Exercise: How many lines in the records below contain the word "Give"? Reply with the number alone.

Material for the task:
########
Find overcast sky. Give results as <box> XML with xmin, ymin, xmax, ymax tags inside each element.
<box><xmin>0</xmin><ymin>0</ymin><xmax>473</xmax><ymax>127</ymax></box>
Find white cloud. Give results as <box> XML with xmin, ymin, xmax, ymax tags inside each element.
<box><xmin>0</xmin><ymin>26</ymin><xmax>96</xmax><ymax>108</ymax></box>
########
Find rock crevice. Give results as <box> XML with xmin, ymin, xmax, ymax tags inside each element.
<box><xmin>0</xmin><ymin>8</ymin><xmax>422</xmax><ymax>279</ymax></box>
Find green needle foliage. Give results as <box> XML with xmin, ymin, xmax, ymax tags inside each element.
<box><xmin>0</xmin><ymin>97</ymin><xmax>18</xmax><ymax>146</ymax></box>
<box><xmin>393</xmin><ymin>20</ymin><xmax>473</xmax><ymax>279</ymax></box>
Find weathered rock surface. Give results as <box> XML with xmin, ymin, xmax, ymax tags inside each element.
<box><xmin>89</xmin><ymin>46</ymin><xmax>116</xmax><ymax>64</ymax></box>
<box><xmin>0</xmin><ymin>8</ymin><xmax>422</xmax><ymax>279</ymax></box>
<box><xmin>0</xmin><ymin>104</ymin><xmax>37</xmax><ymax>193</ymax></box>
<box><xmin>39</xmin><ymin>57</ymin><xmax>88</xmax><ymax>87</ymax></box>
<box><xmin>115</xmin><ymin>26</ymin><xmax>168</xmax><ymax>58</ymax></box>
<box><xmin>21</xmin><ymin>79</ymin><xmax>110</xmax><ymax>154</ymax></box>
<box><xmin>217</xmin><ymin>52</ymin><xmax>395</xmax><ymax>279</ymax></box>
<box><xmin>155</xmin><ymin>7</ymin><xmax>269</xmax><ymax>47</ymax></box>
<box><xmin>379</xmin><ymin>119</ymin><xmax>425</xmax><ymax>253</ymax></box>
########
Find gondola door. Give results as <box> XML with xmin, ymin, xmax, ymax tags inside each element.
########
Answer to this problem: 6